:: Task directions ::
Please rescale the entries from the line containing "For every instance of the sky" through the end of the entries, writing all of those lines out again with the requests included. Multiply every point coordinate in the answers by 1.45 and round to whole numbers, with halves going up, and leave the request lines and their format samples unchanged.

:: Supplied records ::
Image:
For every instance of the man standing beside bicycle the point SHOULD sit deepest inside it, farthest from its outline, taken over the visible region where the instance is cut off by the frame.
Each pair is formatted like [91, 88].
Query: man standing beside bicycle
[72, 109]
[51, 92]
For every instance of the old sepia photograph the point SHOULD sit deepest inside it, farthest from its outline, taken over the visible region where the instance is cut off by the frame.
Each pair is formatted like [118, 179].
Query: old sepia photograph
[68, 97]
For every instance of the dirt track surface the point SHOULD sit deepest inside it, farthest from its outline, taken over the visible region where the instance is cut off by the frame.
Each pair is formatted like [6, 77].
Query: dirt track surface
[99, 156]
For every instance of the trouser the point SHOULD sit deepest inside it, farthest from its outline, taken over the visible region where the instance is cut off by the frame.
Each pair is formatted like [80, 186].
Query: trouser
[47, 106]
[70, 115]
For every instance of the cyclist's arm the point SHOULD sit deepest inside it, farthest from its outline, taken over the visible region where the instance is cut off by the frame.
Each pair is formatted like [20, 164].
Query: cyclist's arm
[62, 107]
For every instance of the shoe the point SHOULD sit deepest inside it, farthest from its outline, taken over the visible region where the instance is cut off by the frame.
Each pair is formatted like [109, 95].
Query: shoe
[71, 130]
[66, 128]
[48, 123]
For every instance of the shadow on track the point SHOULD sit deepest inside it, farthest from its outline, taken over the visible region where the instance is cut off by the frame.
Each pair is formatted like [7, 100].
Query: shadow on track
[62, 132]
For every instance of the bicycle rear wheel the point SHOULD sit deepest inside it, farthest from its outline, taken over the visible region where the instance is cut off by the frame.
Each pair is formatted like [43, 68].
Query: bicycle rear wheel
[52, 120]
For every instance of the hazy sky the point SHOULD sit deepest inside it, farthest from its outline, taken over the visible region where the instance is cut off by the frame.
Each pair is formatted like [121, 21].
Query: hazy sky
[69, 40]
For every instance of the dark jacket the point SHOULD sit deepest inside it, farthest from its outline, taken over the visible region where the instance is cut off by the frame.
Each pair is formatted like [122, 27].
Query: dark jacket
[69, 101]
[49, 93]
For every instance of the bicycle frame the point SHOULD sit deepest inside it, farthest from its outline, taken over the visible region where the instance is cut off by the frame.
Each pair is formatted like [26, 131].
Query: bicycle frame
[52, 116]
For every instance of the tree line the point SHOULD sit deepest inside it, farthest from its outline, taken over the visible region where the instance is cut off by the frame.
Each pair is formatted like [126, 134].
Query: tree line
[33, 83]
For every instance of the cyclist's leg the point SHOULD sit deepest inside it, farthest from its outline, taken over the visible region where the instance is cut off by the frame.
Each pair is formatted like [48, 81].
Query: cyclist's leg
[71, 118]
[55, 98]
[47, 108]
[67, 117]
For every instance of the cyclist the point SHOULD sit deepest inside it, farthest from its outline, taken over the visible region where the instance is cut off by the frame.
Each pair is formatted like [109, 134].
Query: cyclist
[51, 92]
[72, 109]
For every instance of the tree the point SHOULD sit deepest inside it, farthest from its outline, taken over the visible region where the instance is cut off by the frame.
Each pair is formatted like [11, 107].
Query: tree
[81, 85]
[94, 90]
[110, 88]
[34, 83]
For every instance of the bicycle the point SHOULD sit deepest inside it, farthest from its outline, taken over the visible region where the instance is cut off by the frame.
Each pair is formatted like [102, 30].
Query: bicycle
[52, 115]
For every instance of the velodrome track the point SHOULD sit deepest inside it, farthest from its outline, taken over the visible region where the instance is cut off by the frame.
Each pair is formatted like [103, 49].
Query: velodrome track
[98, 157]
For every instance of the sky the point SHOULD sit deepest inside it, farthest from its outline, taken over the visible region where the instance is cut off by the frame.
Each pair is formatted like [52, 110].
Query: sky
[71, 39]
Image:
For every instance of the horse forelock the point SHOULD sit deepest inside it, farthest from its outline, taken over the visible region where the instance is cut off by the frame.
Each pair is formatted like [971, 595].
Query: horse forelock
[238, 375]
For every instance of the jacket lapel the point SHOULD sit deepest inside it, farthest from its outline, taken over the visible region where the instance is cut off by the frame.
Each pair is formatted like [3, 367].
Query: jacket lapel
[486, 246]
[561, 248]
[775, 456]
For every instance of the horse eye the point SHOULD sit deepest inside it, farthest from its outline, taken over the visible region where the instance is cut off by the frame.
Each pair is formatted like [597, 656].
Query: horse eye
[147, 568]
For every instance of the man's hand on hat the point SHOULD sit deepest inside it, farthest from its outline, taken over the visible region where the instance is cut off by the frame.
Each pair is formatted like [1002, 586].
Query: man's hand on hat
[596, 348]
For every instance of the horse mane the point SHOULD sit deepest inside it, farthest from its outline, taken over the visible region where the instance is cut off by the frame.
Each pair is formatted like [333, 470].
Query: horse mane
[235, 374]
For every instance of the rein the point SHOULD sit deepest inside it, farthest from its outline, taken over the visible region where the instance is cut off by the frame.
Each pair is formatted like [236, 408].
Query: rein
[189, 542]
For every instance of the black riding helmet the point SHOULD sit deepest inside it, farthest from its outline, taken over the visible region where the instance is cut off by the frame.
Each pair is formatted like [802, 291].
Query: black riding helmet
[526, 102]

:: Reply to the task ::
For every instance of the sky the point SHOULD sit deepest inside it, farthest from its outline, taken over the visible region where the instance is cut off by the frame.
Each pair is formatted like [52, 110].
Query: sky
[103, 57]
Image:
For every instance of the horse forelock the point SHOULD sit deepest inside it, farthest from its outline, taken over the visible region where the instance is cut off by the frame.
Each pair is formatted like [971, 595].
Query: horse forelock
[345, 544]
For every instance of the jacket lapel the point SHOULD sit deepest inside it, farthest from its outline, taken over the visible region where the instance is cut off by the frame.
Each pair is formatted like [3, 367].
Query: jacket lapel
[705, 357]
[813, 360]
[1124, 661]
For every instance of the horse eye the point SHOULD sit deepest inside it, farthest from its outline, taken over the visible region where the instance is cut off by the frame.
Each pair is formatted like [597, 656].
Query: horse eye
[213, 824]
For every instance of the man's hand on hat the point SHOULD sit deepest inside it, farthest from its outline, taken over the visible region where the instance is cut off by the frame.
Each pair is formatted like [1002, 586].
Query: man's hand on hat
[864, 505]
For every instance of the horse mane the point SHOULD sit deepest inside it, farthest from its outline, taken over the visible region where the instance is cut off by the frame.
Each pair is formatted like [333, 470].
Query: horse mane
[341, 542]
For every instance of the rein the point SHOULD sit deepest inside it, farthest from its outline, taken over the visible region where the instance is cut off by the frame.
Each pair is formatted like [236, 408].
Query: rein
[274, 786]
For every instance of the black riding helmet the point SHOULD sit deepest inside it, farthest from its outline, taken over the visible region where the instance is cut off by the frame.
Each pair is formatted like [802, 291].
Query: black riding helmet
[763, 148]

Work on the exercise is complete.